**Document section:**
In 2023, the Daughters of the American Revolution renamed its Washington, D.C.-based nursing scholarships as the "Daughters of the American Revolution – Lena Ferguson Scholarship" in honor of Ferguson and her contributions to the organization. They raised the awards for the scholarship, which is awarded to two nursing students, to $5,000 annually. Also that year, DAR President General Pamela Rouse Wright commissioned a memorial plaque, honoring Ferguson, to be placed in the memorial garden at DAR Constitution Hall. President General Wright stated that Ferguson "was a pioneer, a change maker, and a woman who opened doors of opportunity for others."

In March 2023, U.S. Senator Chuck Grassley released a statement celebrating Ferguson's formal recognition by the Daughters of the American Revolution.

[Natural-language object grounding data]
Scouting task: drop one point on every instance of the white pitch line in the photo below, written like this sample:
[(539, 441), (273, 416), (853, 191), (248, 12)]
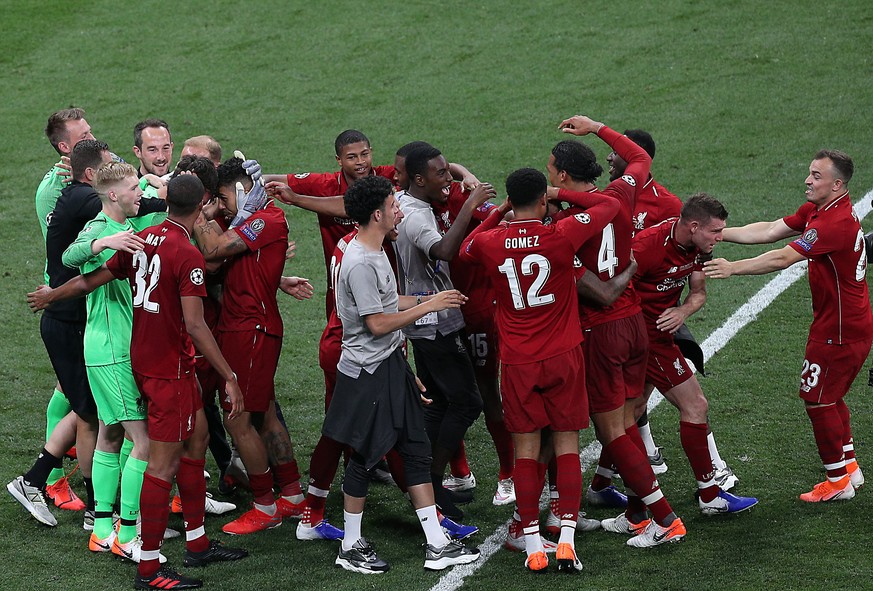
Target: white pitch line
[(748, 312)]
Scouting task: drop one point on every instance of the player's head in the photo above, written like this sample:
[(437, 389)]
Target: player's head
[(429, 174), (572, 161), (401, 178), (643, 139), (829, 175), (203, 145), (205, 171), (118, 186), (153, 145), (354, 154), (371, 200), (230, 173), (66, 128), (87, 156), (703, 216), (184, 195), (526, 191)]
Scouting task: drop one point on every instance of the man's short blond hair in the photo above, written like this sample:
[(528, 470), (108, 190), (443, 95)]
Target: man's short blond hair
[(110, 174), (205, 142)]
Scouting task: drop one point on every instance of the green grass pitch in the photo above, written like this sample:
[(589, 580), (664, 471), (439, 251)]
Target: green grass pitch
[(738, 95)]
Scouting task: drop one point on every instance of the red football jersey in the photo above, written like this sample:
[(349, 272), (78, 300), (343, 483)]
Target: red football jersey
[(665, 266), (252, 278), (167, 269), (833, 241), (530, 266), (654, 205), (609, 254), (330, 184), (466, 275)]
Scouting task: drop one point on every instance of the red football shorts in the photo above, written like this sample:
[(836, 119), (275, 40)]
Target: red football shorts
[(548, 393), (829, 370), (330, 347), (253, 355), (667, 367), (210, 381), (616, 353), (172, 406), (482, 343)]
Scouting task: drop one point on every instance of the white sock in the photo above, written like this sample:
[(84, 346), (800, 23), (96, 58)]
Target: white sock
[(646, 434), (430, 523), (352, 526), (533, 543), (717, 462)]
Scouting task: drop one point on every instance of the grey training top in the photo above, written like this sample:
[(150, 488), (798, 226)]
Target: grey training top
[(366, 285), (419, 274)]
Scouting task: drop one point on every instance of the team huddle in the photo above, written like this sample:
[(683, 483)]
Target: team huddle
[(559, 307)]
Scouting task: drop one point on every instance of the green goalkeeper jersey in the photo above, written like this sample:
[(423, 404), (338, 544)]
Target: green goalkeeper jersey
[(46, 196), (109, 307)]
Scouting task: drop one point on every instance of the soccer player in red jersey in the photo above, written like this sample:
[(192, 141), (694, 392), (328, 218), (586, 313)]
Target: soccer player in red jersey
[(322, 192), (167, 278), (831, 238), (542, 365), (615, 345), (250, 334), (670, 255)]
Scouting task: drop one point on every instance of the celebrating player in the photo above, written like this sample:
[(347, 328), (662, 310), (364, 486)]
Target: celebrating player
[(840, 336)]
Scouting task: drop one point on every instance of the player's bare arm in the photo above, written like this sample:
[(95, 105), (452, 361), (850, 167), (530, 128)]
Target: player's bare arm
[(773, 260), (672, 318), (447, 247), (77, 287), (201, 336), (385, 322), (580, 125), (604, 293), (332, 206), (759, 233)]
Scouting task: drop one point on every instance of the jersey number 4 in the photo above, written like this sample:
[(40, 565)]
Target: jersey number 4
[(146, 279), (534, 298)]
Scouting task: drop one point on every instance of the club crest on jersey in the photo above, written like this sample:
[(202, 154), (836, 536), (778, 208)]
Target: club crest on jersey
[(807, 240), (640, 220), (197, 276)]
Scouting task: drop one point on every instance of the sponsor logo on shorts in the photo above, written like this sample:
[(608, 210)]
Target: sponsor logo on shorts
[(197, 276)]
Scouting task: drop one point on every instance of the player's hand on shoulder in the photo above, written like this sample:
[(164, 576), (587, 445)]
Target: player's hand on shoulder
[(297, 287), (281, 191), (451, 298), (125, 241), (580, 125), (717, 269), (482, 193), (38, 300)]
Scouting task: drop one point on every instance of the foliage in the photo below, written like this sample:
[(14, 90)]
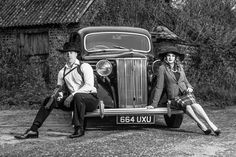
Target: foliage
[(21, 81)]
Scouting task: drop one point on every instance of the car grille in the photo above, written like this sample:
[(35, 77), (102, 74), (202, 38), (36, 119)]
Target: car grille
[(132, 82)]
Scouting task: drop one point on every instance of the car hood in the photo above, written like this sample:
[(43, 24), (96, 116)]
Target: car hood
[(124, 54)]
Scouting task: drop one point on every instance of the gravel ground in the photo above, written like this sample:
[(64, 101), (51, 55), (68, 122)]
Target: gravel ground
[(102, 138)]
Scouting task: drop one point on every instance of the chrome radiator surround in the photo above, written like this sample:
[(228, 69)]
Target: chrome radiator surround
[(132, 82)]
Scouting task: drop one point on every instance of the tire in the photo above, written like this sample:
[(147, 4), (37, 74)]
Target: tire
[(174, 121)]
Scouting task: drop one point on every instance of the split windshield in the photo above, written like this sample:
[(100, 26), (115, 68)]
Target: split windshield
[(109, 41)]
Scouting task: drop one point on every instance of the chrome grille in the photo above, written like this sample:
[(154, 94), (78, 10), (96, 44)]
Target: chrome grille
[(132, 82)]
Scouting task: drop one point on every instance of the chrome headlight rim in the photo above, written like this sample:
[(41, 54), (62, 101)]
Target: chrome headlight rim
[(104, 67)]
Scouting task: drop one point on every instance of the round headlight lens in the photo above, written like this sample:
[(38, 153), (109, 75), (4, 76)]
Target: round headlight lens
[(104, 67)]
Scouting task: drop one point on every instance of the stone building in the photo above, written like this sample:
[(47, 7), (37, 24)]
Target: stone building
[(34, 29)]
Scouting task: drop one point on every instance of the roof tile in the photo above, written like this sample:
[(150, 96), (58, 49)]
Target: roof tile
[(41, 12)]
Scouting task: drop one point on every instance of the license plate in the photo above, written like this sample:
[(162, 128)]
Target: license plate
[(135, 119)]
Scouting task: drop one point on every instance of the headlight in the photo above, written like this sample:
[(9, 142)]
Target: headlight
[(155, 66), (104, 67)]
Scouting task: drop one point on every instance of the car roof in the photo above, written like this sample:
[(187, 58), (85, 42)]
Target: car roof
[(92, 29)]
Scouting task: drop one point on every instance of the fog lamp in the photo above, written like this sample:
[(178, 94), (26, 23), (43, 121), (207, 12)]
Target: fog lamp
[(104, 67)]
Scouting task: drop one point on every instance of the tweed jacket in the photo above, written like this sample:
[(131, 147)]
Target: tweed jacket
[(167, 82)]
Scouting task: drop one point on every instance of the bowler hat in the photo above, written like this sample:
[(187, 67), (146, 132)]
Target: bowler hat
[(70, 46), (170, 49)]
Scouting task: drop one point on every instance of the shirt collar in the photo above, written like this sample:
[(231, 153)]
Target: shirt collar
[(76, 63)]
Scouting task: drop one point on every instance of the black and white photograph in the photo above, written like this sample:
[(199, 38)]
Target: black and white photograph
[(118, 78)]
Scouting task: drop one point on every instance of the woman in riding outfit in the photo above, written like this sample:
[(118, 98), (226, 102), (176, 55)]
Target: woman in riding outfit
[(82, 96), (172, 80)]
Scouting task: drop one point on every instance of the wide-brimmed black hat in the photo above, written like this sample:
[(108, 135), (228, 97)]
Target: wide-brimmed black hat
[(170, 49), (70, 46)]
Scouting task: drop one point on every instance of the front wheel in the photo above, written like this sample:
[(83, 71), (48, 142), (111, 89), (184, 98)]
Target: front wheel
[(174, 121)]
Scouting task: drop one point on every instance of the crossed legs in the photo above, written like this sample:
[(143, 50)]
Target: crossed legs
[(196, 109)]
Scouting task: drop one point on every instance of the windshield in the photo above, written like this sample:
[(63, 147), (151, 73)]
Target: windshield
[(115, 41)]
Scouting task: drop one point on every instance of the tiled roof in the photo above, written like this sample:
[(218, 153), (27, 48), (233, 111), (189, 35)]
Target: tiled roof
[(40, 12)]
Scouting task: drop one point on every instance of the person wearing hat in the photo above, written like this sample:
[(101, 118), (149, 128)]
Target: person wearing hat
[(82, 96), (172, 81)]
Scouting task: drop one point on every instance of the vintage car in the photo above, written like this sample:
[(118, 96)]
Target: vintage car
[(124, 63)]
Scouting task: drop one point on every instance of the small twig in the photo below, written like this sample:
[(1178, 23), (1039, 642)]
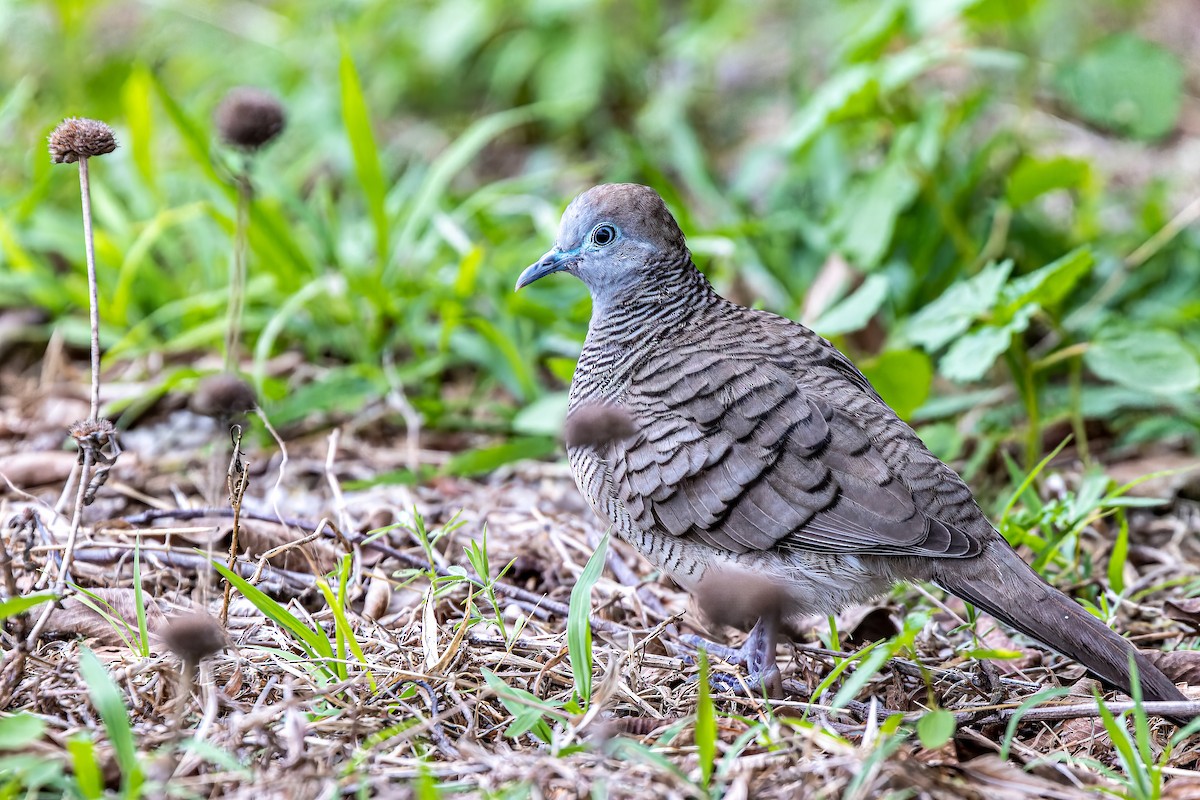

**Exercise brief:** Continue the passage about the Daughters of the American Revolution honoring Lena Ferguson, starting after its final sentence. You will not need the listing for this exercise.

**Output for this exercise:**
== Personal life and death ==
She was married to Corporal James H. Ferguson, an officer in the United States Marine Corps. They had two daughters, Serena DeSantos Ferguson Mann and Sonya Dianne Ferguson.

She was Catholic and a parishioner at Our Lady Queen of Peace Catholic Church in Washington, D.C.

Ferguson died of cancer at her home in Washington, D.C., in 2004 and was buried with her husband in Arlington National Cemetery.